▶ [Exercise details]: Locate the line that contains "If you could identify the mountain", then copy it and all later lines of the data below exactly, through the last one.

▶ [Extracted information]:
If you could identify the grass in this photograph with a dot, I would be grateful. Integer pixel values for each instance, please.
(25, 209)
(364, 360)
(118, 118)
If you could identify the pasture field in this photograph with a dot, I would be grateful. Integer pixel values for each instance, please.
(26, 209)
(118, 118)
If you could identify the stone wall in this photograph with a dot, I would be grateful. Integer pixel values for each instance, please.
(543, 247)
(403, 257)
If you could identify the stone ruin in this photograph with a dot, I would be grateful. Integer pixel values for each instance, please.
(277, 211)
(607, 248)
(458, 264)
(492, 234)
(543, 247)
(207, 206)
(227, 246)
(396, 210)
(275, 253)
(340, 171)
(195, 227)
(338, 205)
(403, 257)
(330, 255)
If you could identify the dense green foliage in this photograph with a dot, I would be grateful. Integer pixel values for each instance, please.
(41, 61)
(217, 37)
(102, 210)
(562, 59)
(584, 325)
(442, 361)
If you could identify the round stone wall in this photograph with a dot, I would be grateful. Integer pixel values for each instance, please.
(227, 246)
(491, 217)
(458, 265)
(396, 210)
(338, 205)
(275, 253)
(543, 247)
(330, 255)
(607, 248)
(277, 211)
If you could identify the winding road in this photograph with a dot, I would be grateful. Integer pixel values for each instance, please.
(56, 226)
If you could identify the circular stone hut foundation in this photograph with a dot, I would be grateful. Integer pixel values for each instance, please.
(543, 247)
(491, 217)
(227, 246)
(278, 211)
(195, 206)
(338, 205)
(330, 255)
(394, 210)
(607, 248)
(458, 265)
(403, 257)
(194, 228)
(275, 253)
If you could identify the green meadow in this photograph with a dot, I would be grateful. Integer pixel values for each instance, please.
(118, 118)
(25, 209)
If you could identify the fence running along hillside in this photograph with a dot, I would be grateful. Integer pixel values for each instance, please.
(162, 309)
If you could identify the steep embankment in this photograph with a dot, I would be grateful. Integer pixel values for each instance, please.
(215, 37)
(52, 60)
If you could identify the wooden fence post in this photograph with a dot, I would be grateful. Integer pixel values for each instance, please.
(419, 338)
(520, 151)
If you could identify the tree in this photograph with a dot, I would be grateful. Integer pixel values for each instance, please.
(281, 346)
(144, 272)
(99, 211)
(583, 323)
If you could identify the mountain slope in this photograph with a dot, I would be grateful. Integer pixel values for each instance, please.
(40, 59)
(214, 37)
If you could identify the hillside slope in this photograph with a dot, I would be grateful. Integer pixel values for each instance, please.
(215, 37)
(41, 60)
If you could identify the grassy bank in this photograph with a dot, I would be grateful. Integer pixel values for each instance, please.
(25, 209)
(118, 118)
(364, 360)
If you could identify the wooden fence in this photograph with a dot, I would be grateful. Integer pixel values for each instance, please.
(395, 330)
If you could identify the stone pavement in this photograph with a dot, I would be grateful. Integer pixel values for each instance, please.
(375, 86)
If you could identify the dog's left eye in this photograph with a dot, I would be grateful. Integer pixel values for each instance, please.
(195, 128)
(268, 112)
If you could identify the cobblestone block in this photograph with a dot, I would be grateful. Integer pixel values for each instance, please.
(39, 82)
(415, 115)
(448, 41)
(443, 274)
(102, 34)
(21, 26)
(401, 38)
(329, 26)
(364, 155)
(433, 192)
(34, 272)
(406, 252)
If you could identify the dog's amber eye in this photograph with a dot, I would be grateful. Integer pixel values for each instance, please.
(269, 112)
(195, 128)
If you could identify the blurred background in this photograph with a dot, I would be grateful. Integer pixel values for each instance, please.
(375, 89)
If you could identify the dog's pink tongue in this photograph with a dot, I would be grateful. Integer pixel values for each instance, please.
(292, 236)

▶ [Finished task]:
If you could identify the mountain slope in this photograph with a dot, I would be grateful. Integer pixel values for each instance, please.
(40, 59)
(214, 37)
If you could identify the hillside slope in this photograph with a dot, I would be grateful. Integer pixel values for each instance, please.
(215, 37)
(41, 60)
If you could identify the grassy bank in this photograph with a dot, I would be grateful. Integer pixel values for each instance, please.
(25, 209)
(118, 118)
(364, 360)
If you could identify the wooden fence in this photograph with a dot, I would be grateful. Integer pixel values for each instance, please.
(395, 330)
If you could identify the stone pavement in this photograph with a dot, I would be grateful. Integer pixel values for each instance, please.
(375, 86)
If you could identify the dog's left eye in this photograph with a dot, I would be grateful. Integer pixel values for each instance, please.
(195, 128)
(268, 112)
If you could identify the cobblestone block in this photograph with a dot, I would be grateful. Integer pixel values for each instance, please.
(39, 82)
(415, 115)
(448, 41)
(443, 274)
(102, 34)
(21, 26)
(401, 38)
(329, 26)
(364, 155)
(433, 192)
(34, 272)
(406, 252)
If you could identify the dog's amber eye in this photograph with a dot, I would be grateful. Integer pixel values for each instance, please.
(269, 112)
(195, 128)
If you could identify the blurred background in this photograph with a dot, I would be grateful. Integer pixel values for each instance, please.
(375, 89)
If you could identify the dog's pink tongue in this photograph with a dot, I would be grateful. Integer pixel values for each instance, please.
(292, 236)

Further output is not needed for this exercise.